- **REQUESTS**:
a) In the tribute to Jim Reinebold, why does the writer say his place in the first Hall of Fame class of the Indiana High School Baseball Coaches Association makes sense?
b) According to the tribute to Jim Reinebold, in what year did he help found the Indiana High School Baseball Coaches Association?
c) Please carry the tribute to Jim Reinebold forward from its last sentence.

- **SELECTED PASSAGE**:
++++++

Prep Baseball Report

Indiana Baseball 'Dinosaur' Jim Reinebold Passes at 87



By Steve Krah
Indiana Correspondent


http://www.IndianaRBI.com


I can still seem him.

Leaning on a fungo bat on a crisp South Bend day and grinning from the ear to ear.

Jim Reinebold was in his element — on a baseball field.

I asked him more than once over the years, how many grounders and fly balls he had launched with his trusty club.

“A million?”

“Two million?”

He didn’t know the answer, but you were sure each was delivered with a purpose.

Reienbold, who died Wednesday, Feb. 8 at 87, insisted on doing things the way he thought was right.

Very quiet most of the time, but very intense when things were being done incorrectly or he thought the game was being disrespected.

J.R. was not going to stand for that.

Players wore their uniforms just so and they didn’t wear their caps backward — not in Reienbold’s dugout.

Reinebold was one of the first inducted into the first Hall of Fame class of Indiana High School Baseball Coaches Association in 1979, an organization he helped found in 1971.

That makes sense because No. 4 was an original.

Generally credited with starting the tradition of presenting a “dinosaur” T-shirt to 20-year veterans of the IHSBCA, Reinebold did not shy away from the prehistoric description when it was attached to him.

A “dinosaur” in Reinebold’s gleaming eyes meant “you’ve been around a long time.”

But that’s not all.

“They believe in discipline and respect for the game,” Reinebold once said of old-schoolers like himself.

++++++

- **DATA EXTRACT**:

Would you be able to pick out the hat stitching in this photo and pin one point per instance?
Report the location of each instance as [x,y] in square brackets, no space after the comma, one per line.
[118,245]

++++++

- **ANSWER LIST**:
a) The writer says it makes sense because Reinebold, No. 4, was an original. He had helped found the association in 1971.

b) 1971

c)
Young men who wore the uniform at Greene Township and South Bend Clay high schools when South Bend native was on the bench knew his passion and his drive.

Those “Hot Dog Classic” classes between Reienbold’s Clay Colonials and Ken Schreiber’s LaPorte Slicers were doozies.

Reinebold’s teams won 646 games — at the time of his retirement from high school baseball the most in state history — with an Indiana High School Athletic Association state title in 1970.

Then came a long stint in professional baseball, which included coaching in the Chicago White Sox, Chicago Cubs and Oakland Athletics organizations.

One the stories he liked to tell was set in 1971 when he working for the A’s and managing at short-season Coos Bay-North Bend — the latter a remote seaside town in Oregon. This club was far down the chain and got hand-me-downs from he parent club in Oakland.

“They’d turn the pants inside-out and re-sew them,” recalled Reinebold.

One day, the team ran out of baseballs so J.R. got on the phone to Oakland and who answers the phone but owner Charles O. Finley himself.

When Reinebold told him about his baseball shortage, there was no shipment on the way from Oakland. Charlie O. just told him to go to the local sporting goods store.

Reinebold was a fixture around Coveleski Stadium (now known as Four Winds Field), a place where son Joel has the distinction of clubbing the first home run and being the groundskeeper for many years. Jim was a long-time coach for the South Bend White Sox and South Bend Silver Hawks.

All that wisdom was shared in a new setting when Jim and Joel (who is now the head coach at Clay) started the Jim Reinebold Fall Baseball Camp in 1993. Instruction was — and still is — the hallmark of the annual gathering of players from around northern Indiana and southern Michigan.

Games were often stopped in the middle when J.R. saw something that needed to be addressed on the spot and the there was some yelling involved.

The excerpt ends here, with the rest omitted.